_Exercise material:_
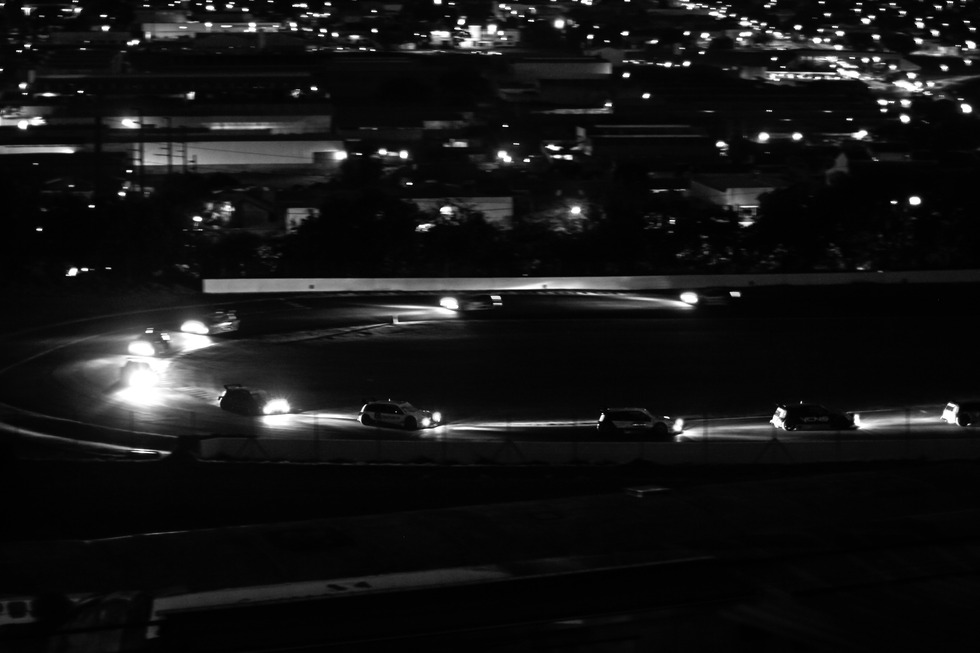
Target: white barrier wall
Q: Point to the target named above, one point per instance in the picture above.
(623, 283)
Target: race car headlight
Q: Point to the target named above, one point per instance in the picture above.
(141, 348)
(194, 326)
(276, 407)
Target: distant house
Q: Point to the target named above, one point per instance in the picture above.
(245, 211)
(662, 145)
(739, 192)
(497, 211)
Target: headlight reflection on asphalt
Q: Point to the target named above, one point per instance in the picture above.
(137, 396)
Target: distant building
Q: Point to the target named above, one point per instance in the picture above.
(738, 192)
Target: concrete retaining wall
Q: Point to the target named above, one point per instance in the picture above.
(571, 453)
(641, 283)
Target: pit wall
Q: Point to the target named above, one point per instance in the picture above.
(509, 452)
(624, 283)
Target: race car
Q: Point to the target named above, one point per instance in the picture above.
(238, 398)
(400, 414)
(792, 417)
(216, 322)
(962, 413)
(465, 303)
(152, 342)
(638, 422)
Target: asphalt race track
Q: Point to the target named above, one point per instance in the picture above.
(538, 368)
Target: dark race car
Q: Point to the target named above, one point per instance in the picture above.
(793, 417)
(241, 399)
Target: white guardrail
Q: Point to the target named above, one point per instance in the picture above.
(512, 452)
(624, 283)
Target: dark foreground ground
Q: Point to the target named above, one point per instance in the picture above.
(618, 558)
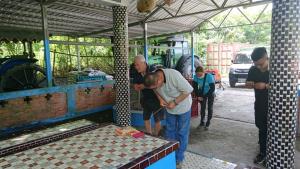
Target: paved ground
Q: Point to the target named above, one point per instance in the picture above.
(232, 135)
---
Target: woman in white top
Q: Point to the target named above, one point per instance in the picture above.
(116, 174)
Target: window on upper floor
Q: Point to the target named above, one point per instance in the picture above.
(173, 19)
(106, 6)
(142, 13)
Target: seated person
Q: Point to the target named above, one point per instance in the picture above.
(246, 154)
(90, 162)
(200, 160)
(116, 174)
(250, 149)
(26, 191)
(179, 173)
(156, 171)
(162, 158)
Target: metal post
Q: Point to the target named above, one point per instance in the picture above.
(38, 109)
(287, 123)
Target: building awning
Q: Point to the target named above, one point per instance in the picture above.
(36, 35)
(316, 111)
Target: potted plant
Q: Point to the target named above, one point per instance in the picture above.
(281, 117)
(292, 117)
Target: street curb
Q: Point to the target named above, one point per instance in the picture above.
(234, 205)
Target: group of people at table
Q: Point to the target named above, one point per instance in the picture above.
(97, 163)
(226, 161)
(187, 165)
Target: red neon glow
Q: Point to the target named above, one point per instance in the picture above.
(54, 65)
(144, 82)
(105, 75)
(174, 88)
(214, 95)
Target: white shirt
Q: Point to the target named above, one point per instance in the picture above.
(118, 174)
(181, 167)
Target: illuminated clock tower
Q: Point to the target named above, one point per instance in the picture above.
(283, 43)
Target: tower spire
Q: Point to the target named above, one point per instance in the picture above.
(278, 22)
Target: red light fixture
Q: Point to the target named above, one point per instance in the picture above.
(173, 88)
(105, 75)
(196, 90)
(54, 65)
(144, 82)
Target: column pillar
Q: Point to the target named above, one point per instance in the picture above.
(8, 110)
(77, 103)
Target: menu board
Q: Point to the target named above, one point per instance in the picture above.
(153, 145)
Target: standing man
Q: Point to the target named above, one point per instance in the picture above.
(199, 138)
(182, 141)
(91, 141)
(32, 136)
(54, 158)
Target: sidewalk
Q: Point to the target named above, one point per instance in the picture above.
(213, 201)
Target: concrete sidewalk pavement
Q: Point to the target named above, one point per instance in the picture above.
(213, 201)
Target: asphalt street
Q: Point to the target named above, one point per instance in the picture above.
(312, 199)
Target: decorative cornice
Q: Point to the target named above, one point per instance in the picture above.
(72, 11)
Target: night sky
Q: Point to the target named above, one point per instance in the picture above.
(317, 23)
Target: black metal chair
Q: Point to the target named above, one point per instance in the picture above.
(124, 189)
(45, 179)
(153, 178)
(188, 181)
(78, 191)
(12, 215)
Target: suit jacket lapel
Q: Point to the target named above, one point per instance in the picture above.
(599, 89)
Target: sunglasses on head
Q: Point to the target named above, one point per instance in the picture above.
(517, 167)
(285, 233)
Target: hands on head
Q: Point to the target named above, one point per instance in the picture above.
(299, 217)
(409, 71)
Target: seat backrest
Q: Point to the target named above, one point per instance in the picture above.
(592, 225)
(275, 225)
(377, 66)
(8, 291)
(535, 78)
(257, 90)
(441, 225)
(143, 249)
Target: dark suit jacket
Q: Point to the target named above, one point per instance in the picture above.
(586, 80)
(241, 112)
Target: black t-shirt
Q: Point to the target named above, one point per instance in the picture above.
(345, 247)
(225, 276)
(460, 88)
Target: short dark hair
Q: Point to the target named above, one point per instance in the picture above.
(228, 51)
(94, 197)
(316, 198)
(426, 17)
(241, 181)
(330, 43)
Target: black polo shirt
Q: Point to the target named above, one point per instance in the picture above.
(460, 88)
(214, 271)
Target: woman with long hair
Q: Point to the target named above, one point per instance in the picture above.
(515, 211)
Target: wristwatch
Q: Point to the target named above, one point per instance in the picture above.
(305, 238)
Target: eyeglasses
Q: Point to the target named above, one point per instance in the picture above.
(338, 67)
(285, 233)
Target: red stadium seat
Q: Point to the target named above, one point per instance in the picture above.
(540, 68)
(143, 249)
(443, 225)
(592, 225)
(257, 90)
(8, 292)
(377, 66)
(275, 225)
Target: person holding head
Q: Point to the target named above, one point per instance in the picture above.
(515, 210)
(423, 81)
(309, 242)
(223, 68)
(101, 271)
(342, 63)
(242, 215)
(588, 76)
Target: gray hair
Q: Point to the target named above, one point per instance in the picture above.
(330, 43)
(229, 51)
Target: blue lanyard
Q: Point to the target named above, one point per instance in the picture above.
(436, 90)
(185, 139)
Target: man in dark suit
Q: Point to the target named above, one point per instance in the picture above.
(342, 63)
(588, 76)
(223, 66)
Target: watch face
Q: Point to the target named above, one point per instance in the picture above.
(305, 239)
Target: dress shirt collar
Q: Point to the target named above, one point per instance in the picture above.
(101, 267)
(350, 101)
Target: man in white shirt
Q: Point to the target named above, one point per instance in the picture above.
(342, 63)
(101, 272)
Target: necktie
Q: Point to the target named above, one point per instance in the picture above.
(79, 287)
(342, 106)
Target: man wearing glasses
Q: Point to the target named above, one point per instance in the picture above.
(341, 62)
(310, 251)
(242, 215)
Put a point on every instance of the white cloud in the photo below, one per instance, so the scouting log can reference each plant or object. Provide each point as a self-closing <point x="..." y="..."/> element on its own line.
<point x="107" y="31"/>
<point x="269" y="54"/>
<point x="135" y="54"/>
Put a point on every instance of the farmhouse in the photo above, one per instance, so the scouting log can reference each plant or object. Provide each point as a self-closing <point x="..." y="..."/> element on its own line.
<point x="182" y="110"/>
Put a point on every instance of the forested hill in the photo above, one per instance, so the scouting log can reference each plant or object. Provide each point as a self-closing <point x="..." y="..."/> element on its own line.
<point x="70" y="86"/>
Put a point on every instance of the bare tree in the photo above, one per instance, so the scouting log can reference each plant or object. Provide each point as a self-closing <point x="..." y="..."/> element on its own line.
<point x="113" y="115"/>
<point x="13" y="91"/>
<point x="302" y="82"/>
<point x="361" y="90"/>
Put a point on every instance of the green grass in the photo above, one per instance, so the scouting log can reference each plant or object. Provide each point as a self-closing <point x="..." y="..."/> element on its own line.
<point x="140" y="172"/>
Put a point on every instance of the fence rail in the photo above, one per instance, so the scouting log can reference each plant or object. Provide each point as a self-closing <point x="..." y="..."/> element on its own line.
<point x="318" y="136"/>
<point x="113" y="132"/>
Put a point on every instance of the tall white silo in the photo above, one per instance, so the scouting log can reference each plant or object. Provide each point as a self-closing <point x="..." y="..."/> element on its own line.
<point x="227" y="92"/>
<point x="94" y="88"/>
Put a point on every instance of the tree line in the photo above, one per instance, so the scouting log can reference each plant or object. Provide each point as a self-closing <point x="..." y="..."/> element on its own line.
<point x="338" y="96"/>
* * *
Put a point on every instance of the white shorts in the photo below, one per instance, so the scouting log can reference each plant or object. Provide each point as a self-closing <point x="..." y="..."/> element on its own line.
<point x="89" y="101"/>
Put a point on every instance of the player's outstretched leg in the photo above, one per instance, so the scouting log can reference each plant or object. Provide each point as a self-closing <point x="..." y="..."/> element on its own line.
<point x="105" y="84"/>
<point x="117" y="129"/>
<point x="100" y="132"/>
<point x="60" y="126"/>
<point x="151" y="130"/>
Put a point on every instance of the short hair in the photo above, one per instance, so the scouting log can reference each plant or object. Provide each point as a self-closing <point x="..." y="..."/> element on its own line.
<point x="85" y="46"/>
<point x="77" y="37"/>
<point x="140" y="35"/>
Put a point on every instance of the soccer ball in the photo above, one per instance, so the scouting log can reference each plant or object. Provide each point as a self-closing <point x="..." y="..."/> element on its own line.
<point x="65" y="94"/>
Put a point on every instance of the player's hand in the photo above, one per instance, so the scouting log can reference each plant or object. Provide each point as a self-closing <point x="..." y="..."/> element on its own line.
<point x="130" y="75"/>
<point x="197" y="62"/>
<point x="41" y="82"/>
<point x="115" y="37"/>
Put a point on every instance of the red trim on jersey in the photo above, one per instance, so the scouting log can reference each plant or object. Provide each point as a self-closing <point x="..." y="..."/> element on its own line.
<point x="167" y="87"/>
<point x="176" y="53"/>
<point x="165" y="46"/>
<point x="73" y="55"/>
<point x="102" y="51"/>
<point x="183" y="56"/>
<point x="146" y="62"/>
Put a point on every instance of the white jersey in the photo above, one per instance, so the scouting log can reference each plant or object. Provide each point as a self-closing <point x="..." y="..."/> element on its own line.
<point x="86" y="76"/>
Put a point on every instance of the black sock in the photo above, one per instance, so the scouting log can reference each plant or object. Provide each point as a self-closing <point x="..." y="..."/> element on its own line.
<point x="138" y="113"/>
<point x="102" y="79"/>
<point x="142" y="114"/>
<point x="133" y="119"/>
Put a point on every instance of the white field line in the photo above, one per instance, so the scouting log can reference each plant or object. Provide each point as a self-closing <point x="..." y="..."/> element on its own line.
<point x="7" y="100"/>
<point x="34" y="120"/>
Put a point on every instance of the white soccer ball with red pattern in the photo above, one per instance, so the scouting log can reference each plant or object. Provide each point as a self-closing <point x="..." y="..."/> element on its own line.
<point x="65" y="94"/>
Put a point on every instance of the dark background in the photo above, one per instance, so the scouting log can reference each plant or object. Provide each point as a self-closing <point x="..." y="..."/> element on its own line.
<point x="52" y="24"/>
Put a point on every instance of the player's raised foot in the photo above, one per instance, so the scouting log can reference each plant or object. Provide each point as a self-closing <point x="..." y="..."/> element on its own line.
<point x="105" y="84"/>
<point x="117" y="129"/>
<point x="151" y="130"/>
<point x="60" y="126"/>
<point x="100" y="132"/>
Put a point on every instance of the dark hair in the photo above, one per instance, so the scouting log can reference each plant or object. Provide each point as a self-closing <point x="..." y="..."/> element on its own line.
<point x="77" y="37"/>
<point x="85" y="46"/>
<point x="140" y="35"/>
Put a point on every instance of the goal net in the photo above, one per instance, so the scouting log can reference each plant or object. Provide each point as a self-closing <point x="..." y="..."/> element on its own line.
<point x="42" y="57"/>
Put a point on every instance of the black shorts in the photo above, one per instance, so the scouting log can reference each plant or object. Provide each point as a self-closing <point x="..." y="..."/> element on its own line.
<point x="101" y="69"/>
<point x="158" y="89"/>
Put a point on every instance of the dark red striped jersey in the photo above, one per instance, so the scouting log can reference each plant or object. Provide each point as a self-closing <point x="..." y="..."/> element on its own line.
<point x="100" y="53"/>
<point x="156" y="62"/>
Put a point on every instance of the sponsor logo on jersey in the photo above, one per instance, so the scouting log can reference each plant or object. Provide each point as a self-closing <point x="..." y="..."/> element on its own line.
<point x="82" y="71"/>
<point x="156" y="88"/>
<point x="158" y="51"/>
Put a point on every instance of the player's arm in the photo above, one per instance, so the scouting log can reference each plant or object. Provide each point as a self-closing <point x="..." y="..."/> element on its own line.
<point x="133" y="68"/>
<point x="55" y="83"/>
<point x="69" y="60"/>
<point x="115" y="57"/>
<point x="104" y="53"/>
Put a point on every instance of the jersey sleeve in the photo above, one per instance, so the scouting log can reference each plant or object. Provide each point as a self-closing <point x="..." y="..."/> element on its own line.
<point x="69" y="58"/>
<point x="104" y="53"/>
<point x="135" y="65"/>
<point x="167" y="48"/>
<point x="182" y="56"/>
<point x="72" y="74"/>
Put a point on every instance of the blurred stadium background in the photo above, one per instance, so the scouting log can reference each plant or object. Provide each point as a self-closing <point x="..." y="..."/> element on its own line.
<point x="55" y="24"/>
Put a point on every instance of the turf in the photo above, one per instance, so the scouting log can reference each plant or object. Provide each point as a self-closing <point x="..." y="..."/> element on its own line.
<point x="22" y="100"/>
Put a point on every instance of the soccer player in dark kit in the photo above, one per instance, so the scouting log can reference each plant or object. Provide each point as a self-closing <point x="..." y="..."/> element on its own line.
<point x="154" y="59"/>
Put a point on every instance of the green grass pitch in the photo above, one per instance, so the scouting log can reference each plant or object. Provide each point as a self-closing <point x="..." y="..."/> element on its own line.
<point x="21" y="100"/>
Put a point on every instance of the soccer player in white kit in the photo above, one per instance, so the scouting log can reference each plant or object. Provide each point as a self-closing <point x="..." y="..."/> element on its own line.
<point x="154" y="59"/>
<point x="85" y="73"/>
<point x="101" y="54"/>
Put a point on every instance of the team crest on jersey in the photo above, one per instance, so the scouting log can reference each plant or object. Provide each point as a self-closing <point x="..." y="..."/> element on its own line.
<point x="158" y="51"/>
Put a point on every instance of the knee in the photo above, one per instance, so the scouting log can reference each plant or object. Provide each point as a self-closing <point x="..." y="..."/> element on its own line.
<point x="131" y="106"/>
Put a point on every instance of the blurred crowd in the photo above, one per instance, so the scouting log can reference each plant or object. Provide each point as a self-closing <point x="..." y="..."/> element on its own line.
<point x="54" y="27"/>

_Goal of the exercise:_ Show every line from the records above that contains the string "shirt", copying each one in full.

_Correct output:_
Target: white shirt
Target: black t-shirt
Target: black polo shirt
Target: dress shirt collar
Target: man in white shirt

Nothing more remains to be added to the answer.